- **GIVEN REQUEST A**
Please list every real person the piece about Joe's Stone Crab that follows names with both a first and a last name.

It has been just over 30 years since I moved from California to Fisher Island, a residential community immediately adjacent to Miami Beach and the neighborhood known as SoFi for South of Fifth Street. There are some very historic and interesting things throughout that swath of land, none of greater renown than the iconic restaurant Joe’s Stone Crab.
People have been known to line up for hours for a table at
Joe’s. Back in the day, reservations (hardly acknowledged even today) were then
all but unheard of.
I never had to deal with any of that. Not, as you might
suspect, because of my multiple Emmy wins from that time in the 1980s when my
career was on a Hollywood upswing. No matter how I may have flattered myself, I
always knew I owed my celebrity status at Joe’s to my bride, actress Sharon
Gless, who everyone knew back at the turn of the last century as America’s best-looking
cop in a skirt, Christine Cagney of Cagney & Lacey.
Joe’s owner was Jo Ann Weiss Sawitz Bass, the grandchild of Joe
Weiss, the guy who created the place over 100 years ago. Jo Ann’s father
inherited the business from his father and by the latter years of the 20th
century, the restaurant was hers (later co-owned with her son, Steve Sawitz,
who… with his Mom… made it even more successful). Together, mother and son, got
to see the place, year after year, being named one of the highest grossing
restaurants in the United States while still maintaining items on the menu that
any local could afford.
It was a matter of personal pride to Jo Ann Bass that
however pricey those seasonal stone crabs would become, at Joe’s, locals could
always afford what was arguably the best fried chicken in town at prices below
that charged by the Kentucky Colonel.
Besides loving her restaurant, which she ran with the help
of her lifelong best pal, Rose Cook, Ms. Bass loved Cagney & Lacey
and especially my wife, its blonde star.
Forget reservations, Sharon and I never hesitated as we
marched past the waiting throng to be seen by the maĆ®tre d’ who would stop
whatever he was doing, lean into the microphone on his podium and say, “Ms.
Gless, party of two. Sharon Gless.” Sometimes, just to mix it up, the captain
would call out my name. Either way… never a wait, we never broke stride.
More nights than not we would be seated at what we came to
learn was “the family table.” And it was a rare “boy’s lunch” where Jo Ann did
not come over to give me a greeting and ask about my then working-a-lot spouse.
And those famous desserts? Never paid for one… not while Ms. Cook or Ms. Bass
were in house.

- **PROVIDED DATA**

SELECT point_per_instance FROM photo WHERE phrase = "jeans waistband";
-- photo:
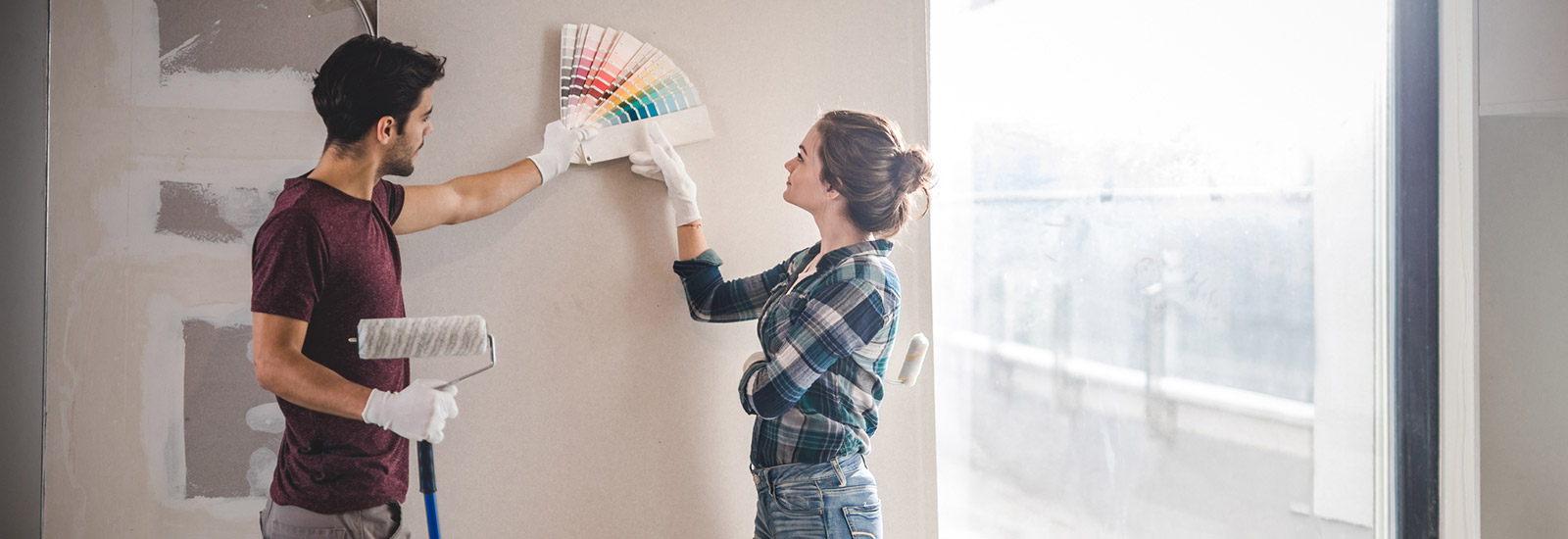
(788, 473)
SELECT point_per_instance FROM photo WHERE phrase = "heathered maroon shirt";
(329, 259)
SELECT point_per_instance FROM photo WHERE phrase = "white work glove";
(661, 162)
(417, 413)
(561, 146)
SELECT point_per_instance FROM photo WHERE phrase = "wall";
(1521, 326)
(24, 148)
(612, 414)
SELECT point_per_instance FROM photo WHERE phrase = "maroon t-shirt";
(329, 259)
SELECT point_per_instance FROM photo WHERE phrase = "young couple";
(328, 258)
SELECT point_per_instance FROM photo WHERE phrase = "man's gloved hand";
(661, 162)
(417, 413)
(561, 146)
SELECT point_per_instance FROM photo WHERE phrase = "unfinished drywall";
(23, 199)
(221, 36)
(612, 413)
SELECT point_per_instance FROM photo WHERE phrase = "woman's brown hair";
(866, 160)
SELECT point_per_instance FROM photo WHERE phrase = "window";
(1159, 238)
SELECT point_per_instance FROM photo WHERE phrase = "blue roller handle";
(427, 484)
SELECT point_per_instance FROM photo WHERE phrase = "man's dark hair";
(368, 78)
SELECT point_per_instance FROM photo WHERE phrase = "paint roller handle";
(427, 467)
(417, 413)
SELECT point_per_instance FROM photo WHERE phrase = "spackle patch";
(211, 214)
(227, 423)
(250, 36)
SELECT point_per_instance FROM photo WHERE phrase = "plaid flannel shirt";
(827, 343)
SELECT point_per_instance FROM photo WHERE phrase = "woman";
(827, 318)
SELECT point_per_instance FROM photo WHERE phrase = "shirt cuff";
(705, 261)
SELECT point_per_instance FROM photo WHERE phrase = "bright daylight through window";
(1156, 234)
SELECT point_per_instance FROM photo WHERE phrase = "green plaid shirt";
(827, 347)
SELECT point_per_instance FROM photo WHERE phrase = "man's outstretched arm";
(474, 196)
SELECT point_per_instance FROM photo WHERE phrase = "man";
(328, 258)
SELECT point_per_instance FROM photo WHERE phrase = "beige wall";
(1520, 204)
(24, 148)
(612, 414)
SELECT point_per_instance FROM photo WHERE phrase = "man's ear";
(386, 128)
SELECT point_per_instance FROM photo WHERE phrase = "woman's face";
(805, 187)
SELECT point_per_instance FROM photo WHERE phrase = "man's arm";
(475, 196)
(466, 198)
(282, 368)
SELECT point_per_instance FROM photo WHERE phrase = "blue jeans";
(830, 500)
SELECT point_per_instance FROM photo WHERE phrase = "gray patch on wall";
(212, 214)
(259, 34)
(231, 442)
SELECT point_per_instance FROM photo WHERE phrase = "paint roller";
(913, 359)
(427, 337)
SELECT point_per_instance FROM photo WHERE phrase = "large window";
(1157, 242)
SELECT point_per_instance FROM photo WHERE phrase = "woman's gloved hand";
(661, 162)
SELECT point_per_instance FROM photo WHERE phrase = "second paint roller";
(427, 337)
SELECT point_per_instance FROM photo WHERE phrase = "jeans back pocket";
(864, 520)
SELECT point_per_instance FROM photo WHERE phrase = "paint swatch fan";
(619, 86)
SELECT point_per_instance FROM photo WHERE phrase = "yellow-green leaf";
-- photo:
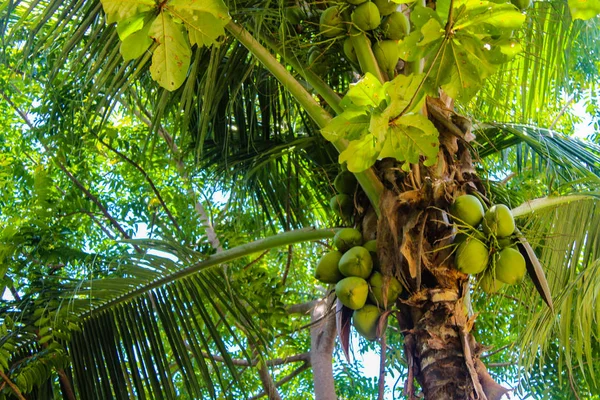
(119, 10)
(584, 9)
(171, 58)
(215, 7)
(137, 43)
(360, 154)
(203, 28)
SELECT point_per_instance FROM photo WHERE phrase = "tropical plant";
(167, 175)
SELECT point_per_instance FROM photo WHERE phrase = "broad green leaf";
(119, 10)
(409, 138)
(378, 125)
(421, 15)
(215, 7)
(137, 43)
(408, 49)
(366, 92)
(360, 154)
(171, 57)
(400, 92)
(505, 16)
(351, 124)
(584, 9)
(203, 28)
(432, 32)
(130, 25)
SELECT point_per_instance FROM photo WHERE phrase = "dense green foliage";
(94, 152)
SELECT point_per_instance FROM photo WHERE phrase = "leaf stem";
(323, 89)
(366, 58)
(271, 242)
(368, 179)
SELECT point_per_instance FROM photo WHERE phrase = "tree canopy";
(167, 169)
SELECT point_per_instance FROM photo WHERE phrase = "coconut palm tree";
(154, 120)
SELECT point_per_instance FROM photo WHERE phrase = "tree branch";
(284, 380)
(93, 198)
(302, 308)
(305, 357)
(148, 179)
(14, 387)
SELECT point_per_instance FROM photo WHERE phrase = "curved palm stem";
(282, 239)
(367, 179)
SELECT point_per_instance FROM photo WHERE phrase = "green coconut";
(387, 55)
(345, 182)
(396, 26)
(386, 7)
(394, 290)
(505, 242)
(356, 262)
(342, 205)
(467, 209)
(347, 238)
(365, 321)
(331, 23)
(327, 270)
(366, 16)
(352, 292)
(349, 51)
(510, 266)
(498, 221)
(472, 256)
(489, 284)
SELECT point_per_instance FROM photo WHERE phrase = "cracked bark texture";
(414, 236)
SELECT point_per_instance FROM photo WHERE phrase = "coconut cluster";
(342, 204)
(485, 245)
(383, 20)
(354, 270)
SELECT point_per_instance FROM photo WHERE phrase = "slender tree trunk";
(322, 341)
(414, 236)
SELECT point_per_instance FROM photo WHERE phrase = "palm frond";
(566, 239)
(153, 329)
(552, 71)
(566, 162)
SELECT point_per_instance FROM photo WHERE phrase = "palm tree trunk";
(322, 338)
(442, 355)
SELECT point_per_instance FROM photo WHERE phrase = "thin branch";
(496, 351)
(14, 387)
(302, 308)
(284, 380)
(572, 385)
(93, 198)
(304, 357)
(500, 365)
(562, 111)
(382, 357)
(287, 264)
(257, 259)
(148, 179)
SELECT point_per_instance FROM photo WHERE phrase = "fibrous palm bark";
(414, 235)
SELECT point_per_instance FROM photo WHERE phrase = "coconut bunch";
(485, 245)
(354, 270)
(382, 20)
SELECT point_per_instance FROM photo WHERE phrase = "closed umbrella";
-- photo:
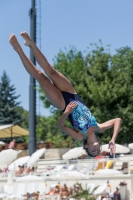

- **GIVEN REQUEST B**
Show each line of the records above that contains the string "stem", matching case exactly.

- **TASK RESULT A**
Sharon Gless, Jo Ann Weiss Sawitz Bass, Joe Weiss, Steve Sawitz, Rose Cook

- **TASK RESULT B**
SELECT point_per_instance FROM photo WHERE phrase = "leaf stem";
SELECT point_per_instance FROM photo WHERE phrase = "curved palm stem";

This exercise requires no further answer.